[Object location annotation data]

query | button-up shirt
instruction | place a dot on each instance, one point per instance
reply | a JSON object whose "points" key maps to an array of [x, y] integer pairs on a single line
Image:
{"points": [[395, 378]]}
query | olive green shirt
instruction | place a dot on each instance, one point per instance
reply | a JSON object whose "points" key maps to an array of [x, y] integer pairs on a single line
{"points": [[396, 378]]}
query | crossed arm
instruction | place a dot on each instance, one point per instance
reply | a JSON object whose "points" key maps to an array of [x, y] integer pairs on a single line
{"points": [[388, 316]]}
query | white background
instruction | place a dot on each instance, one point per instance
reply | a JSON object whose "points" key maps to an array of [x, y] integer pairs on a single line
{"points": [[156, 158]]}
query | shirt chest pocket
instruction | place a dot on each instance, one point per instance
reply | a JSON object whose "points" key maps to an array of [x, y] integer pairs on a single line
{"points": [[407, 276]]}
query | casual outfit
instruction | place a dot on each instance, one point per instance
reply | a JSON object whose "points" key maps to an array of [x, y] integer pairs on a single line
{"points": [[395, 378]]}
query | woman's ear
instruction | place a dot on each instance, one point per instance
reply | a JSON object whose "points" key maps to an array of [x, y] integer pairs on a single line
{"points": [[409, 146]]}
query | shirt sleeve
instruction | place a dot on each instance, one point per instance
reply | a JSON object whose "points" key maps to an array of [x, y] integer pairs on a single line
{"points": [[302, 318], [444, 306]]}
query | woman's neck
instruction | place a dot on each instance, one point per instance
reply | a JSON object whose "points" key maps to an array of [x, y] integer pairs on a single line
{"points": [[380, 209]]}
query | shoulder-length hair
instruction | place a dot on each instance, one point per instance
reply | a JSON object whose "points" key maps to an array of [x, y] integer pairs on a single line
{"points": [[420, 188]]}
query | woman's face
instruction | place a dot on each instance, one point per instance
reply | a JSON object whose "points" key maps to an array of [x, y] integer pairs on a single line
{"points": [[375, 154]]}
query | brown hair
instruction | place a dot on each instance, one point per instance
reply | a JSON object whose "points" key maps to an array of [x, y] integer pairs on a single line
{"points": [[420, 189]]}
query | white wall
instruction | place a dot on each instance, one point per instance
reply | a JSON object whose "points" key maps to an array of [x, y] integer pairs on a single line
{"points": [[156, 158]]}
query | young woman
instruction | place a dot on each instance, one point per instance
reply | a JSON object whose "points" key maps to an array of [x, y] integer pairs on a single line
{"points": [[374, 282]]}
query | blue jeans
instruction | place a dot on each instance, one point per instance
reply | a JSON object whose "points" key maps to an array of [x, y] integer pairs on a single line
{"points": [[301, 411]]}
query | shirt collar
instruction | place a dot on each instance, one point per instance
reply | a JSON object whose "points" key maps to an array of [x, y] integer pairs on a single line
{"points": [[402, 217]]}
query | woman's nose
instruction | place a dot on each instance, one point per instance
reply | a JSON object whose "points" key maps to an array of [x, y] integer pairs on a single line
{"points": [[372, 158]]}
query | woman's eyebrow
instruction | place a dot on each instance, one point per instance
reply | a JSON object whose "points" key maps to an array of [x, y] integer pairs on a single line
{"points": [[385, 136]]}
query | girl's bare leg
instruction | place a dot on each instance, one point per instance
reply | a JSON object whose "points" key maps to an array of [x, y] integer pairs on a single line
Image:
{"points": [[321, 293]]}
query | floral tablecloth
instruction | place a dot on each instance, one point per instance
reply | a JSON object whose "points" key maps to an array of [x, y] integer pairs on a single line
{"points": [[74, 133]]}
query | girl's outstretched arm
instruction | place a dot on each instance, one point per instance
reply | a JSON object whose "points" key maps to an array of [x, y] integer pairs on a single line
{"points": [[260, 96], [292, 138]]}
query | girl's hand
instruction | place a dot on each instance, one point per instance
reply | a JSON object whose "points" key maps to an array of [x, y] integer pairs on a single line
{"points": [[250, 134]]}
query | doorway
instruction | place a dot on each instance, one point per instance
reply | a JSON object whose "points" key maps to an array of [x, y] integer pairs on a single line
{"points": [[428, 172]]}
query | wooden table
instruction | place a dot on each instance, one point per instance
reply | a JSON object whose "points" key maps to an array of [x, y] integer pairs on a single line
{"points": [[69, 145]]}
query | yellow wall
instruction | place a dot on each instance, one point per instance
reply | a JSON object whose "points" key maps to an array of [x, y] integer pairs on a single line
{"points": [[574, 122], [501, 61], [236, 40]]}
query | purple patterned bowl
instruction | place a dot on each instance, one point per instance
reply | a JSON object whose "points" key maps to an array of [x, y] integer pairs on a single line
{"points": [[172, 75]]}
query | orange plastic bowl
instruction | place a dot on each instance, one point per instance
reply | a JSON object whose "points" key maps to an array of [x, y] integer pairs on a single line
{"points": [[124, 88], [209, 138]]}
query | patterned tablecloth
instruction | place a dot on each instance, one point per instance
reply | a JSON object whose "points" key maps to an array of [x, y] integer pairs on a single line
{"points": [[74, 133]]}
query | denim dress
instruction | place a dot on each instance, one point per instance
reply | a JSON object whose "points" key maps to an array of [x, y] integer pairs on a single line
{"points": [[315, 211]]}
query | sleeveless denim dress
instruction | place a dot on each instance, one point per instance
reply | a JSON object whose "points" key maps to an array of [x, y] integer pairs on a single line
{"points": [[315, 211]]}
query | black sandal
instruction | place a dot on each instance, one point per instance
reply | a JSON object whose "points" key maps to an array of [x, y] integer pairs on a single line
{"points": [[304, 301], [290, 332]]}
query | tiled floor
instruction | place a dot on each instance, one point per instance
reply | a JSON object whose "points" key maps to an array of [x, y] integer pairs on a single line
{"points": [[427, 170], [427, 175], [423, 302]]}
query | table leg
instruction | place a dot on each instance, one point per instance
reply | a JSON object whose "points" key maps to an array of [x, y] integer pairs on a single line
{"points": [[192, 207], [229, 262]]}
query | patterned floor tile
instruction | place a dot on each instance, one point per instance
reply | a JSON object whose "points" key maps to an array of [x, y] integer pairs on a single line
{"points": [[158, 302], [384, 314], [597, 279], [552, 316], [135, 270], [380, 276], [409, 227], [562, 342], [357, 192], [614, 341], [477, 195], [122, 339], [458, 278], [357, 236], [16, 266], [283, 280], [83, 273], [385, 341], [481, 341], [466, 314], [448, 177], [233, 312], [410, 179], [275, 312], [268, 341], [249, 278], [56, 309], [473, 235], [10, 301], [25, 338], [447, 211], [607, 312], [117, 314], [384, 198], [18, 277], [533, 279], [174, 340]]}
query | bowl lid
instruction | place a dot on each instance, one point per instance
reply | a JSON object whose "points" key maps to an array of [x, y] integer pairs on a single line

● **What you should do**: Copy the listing above line for line, without changing anything.

● **Response to the exercise**:
query | button-up shirt
instruction | place a dot on each instance, one point per instance
reply | a JSON object whose "points" key maps to an array of [x, y] integer pairs on a single line
Image:
{"points": [[395, 378]]}
query | olive green shirt
instruction | place a dot on each instance, one point per instance
reply | a JSON object whose "points" key maps to an array of [x, y] integer pairs on a single line
{"points": [[396, 378]]}
query | crossed arm
instruction | place a dot on each instance, one point per instance
reply | a JSON object whose "points" key maps to an array of [x, y] integer pairs on a single line
{"points": [[388, 316]]}
query | white background
instruction | place a dot on each instance, one point per instance
reply | a JSON object whose "points" key maps to an array of [x, y] integer pairs on a single line
{"points": [[156, 158]]}
query | shirt chest pocket
instruction | place a dot on each instance, one point per instance
reply | a JSON object whose "points" key maps to an array of [x, y] integer pairs on a single line
{"points": [[407, 276]]}
query | casual outfit
instruction | place a dot on each instance, one point per instance
reply | a JSON object whose "points" key maps to an array of [x, y] integer pairs on a single line
{"points": [[395, 378]]}
query | woman's ear
instruction | place a dot on each instance, one point per instance
reply | a JSON object whose "points" key maps to an array of [x, y] integer pairs on a single line
{"points": [[409, 146]]}
query | shirt sleeve
instruction | place a dot on each instance, one point per instance
reply | a JSON object whose "points" key maps to an array of [x, y] integer pairs on a single line
{"points": [[302, 318], [444, 306]]}
query | woman's neck
instruction | place a dot on each instance, one point per instance
reply | a JSON object whose "points" key maps to an array of [x, y] integer pairs on a single line
{"points": [[380, 209]]}
query | shoulder-length hair
instruction | place a dot on each instance, one point per instance
reply | a JSON object whose "points" key maps to an array of [x, y] integer pairs on a single line
{"points": [[420, 188]]}
query | woman's face
instruction | place a dot on each instance, one point per instance
reply | a JSON object whose "points" key maps to an array of [x, y] integer pairs on a single line
{"points": [[375, 154]]}
query | brown hair
instruction | place a dot on each instance, one point per instance
reply | a JSON object whose "points" key maps to an array of [x, y] integer pairs on a single line
{"points": [[420, 189]]}
query | white wall
instruction | place a dot on each instance, one point per instance
reply | a JSON object whose "points" key maps to an array of [x, y] integer pairs on a single line
{"points": [[156, 158]]}
query | young woman
instruction | place a dot on each instance, one point per instance
reply | a JSON object whose "points" key maps to an array of [x, y] integer pairs on a single line
{"points": [[374, 282]]}
query | blue jeans
instruction | place a dot on each instance, one point per instance
reply | a JSON object whose "points" key maps to an array of [x, y] integer pairs on a single line
{"points": [[301, 411]]}
query | shirt collar
instruction | place a dot on each instance, one point per instance
reply | a JSON object whose "points" key maps to an array of [x, y] integer pairs on a single line
{"points": [[402, 217]]}
query | woman's nose
instruction | place a dot on each instance, one point per instance
reply | a JSON object whose "points" key maps to an array of [x, y] integer pairs on a single line
{"points": [[372, 158]]}
query | woman's eyebrow
instruction | place a dot on each instance, one point per instance
reply | a JSON object whose "points" key maps to an array of [x, y] integer pairs on a single line
{"points": [[385, 136]]}
query | girl's bare leg
instruction | place a dot on each instance, one point per instance
reply | a JSON object whose "points" key maps to an array of [x, y] integer pairs on a single line
Image:
{"points": [[321, 293]]}
query | floral tablecloth
instruction | place a dot on each instance, one point per instance
reply | a JSON object whose "points" key maps to an array of [x, y] integer pairs on a single line
{"points": [[74, 133]]}
query | girl's outstretched arm
instruction | place a dot on each instance, one point per instance
reply | a JSON object whose "points" key maps to an array of [x, y] integer pairs on a single line
{"points": [[260, 96], [292, 138]]}
query | girl's hand
instruction | place a dot on each instance, one point per instance
reply | a JSON object whose "points" key maps to an array of [x, y] integer pairs on a single line
{"points": [[250, 134]]}
query | doorway
instruction | place a dot on each instance, one point per instance
reply | a JSON object whose "points" key maps to an array of [x, y] integer pairs on a single line
{"points": [[428, 172]]}
query | wooden table
instruction | place a dot on each instance, one point per instance
reply | a JSON object whose "points" key maps to an array of [x, y] integer pairs on a single line
{"points": [[69, 145]]}
query | yellow wall
instruction | place a dot on each instance, one point per instance
reply | a JSON object whose "points" key maps to an array of [x, y] integer pairs on a single line
{"points": [[574, 122], [501, 61], [236, 40]]}
query | purple patterned bowl
instruction | place a dot on each instance, one point per instance
reply | a JSON object whose "points" key maps to an array of [x, y] integer pairs on a single line
{"points": [[172, 75]]}
query | orange plastic bowl
instruction | place a dot on each instance, one point per instance
reply | a JSON object whose "points" key maps to an array of [x, y] integer pairs on a single line
{"points": [[124, 88], [209, 138]]}
query | patterned tablecloth
instruction | place a dot on each instance, one point per instance
reply | a JSON object whose "points" key maps to an array of [x, y] integer pairs on a single line
{"points": [[74, 133]]}
query | denim dress
instruction | place a dot on each instance, one point per instance
reply | a JSON object whose "points" key maps to an array of [x, y] integer pairs on a single line
{"points": [[315, 211]]}
query | sleeveless denim dress
instruction | place a dot on each instance, one point per instance
reply | a JSON object whose "points" key maps to an array of [x, y] integer pairs on a single line
{"points": [[315, 211]]}
query | black sandal
instruction | place a dot on each instance, one point per instance
reply | a JSON object whose "points" key maps to an array of [x, y] integer pairs on a single line
{"points": [[304, 301], [290, 332]]}
query | tiled floor
instruction | place a dot on each instance, one point per instance
reply | a JSON object whose "points" key maps to an array of [x, y] integer pairs on a single line
{"points": [[427, 170], [427, 175], [423, 302]]}
query | table leg
instruction | place a dot on each instance, one point per instance
reply | a JSON object whose "points" key maps to an array of [x, y] integer pairs on a single line
{"points": [[192, 207], [229, 262]]}
query | patterned floor tile
instruction | place a dot on each instance, one point per instance
reply | a JSON object whose "points" key maps to an array of [x, y] integer pairs on a single line
{"points": [[158, 302], [384, 314], [597, 279], [552, 316], [135, 270], [380, 276], [409, 227], [562, 342], [357, 192], [614, 341], [477, 195], [122, 339], [458, 278], [357, 236], [16, 266], [283, 280], [83, 273], [385, 341], [481, 341], [466, 314], [448, 177], [233, 312], [410, 179], [275, 312], [268, 341], [249, 278], [56, 309], [473, 235], [10, 301], [25, 338], [447, 211], [607, 312], [117, 314], [384, 198], [18, 277], [533, 279], [174, 340]]}
query | bowl lid
instruction | place a dot on each instance, one point per instance
reply | a JSON object whose "points" key maps to an array of [x, y] integer pairs on a single line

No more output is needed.